• _Tasks to perform_
a - According to the monograph excerpt on minimum coded signals, by what means could minimum coded signals be converted into maximum coded signals?
b - Echo the monograph excerpt word for word, starting with "Vertebrate brain theory" and going on through "for change detection.".

Vertebrate brain theory

ISBN 978-3-00-064888-5

Monograph of Dr. rer. nat. Andreas Heinrich Malczan

5.8  The transformation of minimum coded signals into maximum coded

At the stage of development described so far, the limbic system was an analogous system. The rate of fire as an analog quantity encoded the signal strength, such as the strength of smell, muscle tension, etc.

This analogue limbic system realised both a rotational memory and the difference mapping for change detection.

The development of signal divergence in the olfactory cortex led to a new, minimum coded output leaving the cortex in the direction of the amygdala.

When these minimum coded signals of the scent mixtures had replaced the signals of the original pure scents, they reached the amygdala as well as the signals of the pure scents before.

However, this caused a problem: minimum coded signals were not useful for active muscle control. They first had to be converted into maximum coded signals. This could be achieved by signal inversion. We remember the amygdala system, which was able to invert signals at a very early stage.

• _Information supplied_
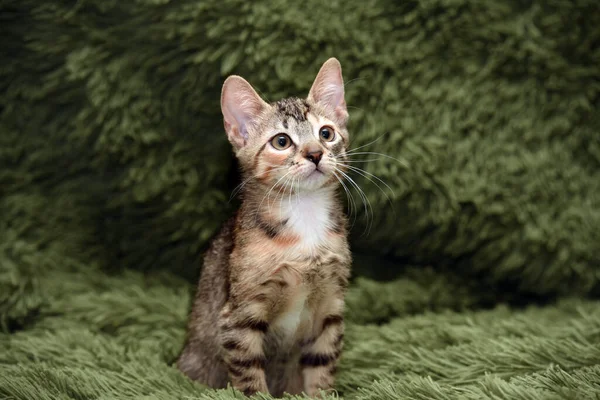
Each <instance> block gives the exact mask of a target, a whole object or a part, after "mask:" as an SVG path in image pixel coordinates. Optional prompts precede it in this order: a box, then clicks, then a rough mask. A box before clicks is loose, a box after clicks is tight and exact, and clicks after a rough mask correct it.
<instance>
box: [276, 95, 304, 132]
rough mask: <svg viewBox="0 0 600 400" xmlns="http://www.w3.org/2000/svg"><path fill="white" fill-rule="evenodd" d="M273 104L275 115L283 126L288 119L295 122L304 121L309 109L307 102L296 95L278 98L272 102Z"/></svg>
mask: <svg viewBox="0 0 600 400" xmlns="http://www.w3.org/2000/svg"><path fill="white" fill-rule="evenodd" d="M273 106H274V107H273V108H274V109H275V116H276V117H277V119H278V120H280V121H281V123H282V124H283V126H284V127H285V128H287V126H288V124H289V122H290V121H289V120H290V119H292V120H294V121H296V122H305V121H306V120H307V114H308V113H309V111H310V105H309V104H308V102H307V101H306V100H304V99H298V98H296V97H290V98H287V99H282V100H279V101H277V102H276V103H274V104H273Z"/></svg>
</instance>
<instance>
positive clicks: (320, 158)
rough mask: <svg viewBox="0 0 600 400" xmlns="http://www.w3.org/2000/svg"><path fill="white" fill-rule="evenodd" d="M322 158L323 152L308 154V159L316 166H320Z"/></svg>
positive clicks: (317, 151)
mask: <svg viewBox="0 0 600 400" xmlns="http://www.w3.org/2000/svg"><path fill="white" fill-rule="evenodd" d="M322 156H323V152H322V151H321V150H315V151H309V152H307V153H306V158H308V159H309V160H310V161H312V162H314V163H315V165H319V161H321V157H322Z"/></svg>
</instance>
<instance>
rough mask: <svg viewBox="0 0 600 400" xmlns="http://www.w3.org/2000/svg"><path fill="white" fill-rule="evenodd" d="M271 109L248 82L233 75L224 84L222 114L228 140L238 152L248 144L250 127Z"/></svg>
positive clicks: (226, 79)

• _Answer section_
a - By signal inversion.

b -
Vertebrate brain theory

ISBN 978-3-00-064888-5

Monograph of Dr. rer. nat. Andreas Heinrich Malczan

5.8  The transformation of minimum coded signals into maximum coded

At the stage of development described so far, the limbic system was an analogous system. The rate of fire as an analog quantity encoded the signal strength, such as the strength of smell, muscle tension, etc.

This analogue limbic system realised both a rotational memory and the difference mapping for change detection.